**WHAT IS REQUIRED:**
Rewrite the lines between the one holding "I bet you can find the red tail light here." and the one holding "532;0;561;125", inclusive, with "bet" swapped for "wager" and all else unchanged.

**THE DATA:**
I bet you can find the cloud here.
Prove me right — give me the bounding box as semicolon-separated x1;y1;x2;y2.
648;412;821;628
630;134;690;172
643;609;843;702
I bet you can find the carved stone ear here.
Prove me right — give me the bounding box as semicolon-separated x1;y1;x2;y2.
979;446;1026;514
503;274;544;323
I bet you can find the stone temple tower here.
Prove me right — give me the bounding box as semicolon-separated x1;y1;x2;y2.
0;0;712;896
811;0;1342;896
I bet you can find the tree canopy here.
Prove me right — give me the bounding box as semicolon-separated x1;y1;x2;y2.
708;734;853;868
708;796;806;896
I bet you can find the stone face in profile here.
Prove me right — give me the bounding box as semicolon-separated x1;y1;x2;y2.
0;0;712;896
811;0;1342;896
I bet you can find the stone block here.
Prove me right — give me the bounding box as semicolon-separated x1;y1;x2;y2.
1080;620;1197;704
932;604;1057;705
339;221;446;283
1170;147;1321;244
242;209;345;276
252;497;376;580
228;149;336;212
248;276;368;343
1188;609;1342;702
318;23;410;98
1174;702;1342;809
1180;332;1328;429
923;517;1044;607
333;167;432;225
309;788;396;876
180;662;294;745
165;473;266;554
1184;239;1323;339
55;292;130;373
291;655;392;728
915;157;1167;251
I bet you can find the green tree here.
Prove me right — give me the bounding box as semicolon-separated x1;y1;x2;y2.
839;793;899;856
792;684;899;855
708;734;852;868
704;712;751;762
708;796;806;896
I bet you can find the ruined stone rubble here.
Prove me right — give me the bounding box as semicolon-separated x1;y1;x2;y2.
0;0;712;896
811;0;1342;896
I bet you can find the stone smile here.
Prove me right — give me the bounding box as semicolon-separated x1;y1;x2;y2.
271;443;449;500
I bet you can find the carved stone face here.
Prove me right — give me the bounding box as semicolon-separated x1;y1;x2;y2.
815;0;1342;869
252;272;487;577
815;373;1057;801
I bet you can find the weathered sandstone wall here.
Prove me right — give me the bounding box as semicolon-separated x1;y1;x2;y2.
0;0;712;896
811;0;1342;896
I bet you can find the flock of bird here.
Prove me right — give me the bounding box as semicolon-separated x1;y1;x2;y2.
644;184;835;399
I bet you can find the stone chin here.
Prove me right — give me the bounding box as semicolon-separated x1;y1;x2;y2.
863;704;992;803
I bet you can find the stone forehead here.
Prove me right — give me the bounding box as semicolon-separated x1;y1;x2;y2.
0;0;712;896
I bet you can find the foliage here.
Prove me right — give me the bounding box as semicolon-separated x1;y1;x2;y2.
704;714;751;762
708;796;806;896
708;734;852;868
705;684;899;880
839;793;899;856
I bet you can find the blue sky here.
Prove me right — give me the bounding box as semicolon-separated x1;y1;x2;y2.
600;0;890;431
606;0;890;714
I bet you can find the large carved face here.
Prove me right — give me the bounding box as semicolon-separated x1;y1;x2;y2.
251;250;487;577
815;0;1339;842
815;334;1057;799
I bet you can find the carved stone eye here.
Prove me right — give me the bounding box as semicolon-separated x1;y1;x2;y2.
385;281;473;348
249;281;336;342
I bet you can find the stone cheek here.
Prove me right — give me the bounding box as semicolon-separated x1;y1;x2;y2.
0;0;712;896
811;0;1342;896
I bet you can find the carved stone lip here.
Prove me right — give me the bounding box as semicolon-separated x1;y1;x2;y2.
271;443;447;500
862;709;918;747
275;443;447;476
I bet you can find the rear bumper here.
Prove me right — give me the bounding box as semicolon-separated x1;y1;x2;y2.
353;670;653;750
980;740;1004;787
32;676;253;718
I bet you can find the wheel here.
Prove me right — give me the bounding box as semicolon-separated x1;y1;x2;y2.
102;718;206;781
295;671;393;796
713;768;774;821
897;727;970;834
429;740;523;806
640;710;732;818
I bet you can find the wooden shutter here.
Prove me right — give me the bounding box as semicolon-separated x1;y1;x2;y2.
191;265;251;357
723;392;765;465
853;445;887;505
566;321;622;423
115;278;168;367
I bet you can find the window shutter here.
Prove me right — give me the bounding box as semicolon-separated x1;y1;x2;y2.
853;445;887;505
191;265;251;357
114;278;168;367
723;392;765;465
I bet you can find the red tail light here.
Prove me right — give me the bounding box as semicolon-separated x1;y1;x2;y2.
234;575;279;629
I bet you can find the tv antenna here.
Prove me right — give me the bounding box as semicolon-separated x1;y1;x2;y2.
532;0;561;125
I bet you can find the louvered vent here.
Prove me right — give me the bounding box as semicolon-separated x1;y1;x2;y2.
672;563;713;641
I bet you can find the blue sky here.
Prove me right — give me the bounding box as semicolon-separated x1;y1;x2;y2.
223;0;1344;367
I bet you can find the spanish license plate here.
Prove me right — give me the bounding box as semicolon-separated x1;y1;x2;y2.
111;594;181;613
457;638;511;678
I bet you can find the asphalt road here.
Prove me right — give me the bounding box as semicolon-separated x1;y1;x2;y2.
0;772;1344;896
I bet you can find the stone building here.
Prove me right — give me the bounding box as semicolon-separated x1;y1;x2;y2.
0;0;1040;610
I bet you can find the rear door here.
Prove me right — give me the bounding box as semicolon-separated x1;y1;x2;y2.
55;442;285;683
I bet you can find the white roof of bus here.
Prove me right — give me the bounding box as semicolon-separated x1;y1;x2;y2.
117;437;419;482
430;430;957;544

**TASK OUTPUT:**
I wager you can find the red tail light here.
Prove me right — give me the bounding box as semicolon-separated x1;y1;x2;y2.
234;575;279;629
I wager you can find the tv antenna here.
Prove me right — give me the bounding box as semicolon-separated x1;y1;x2;y2.
532;0;561;125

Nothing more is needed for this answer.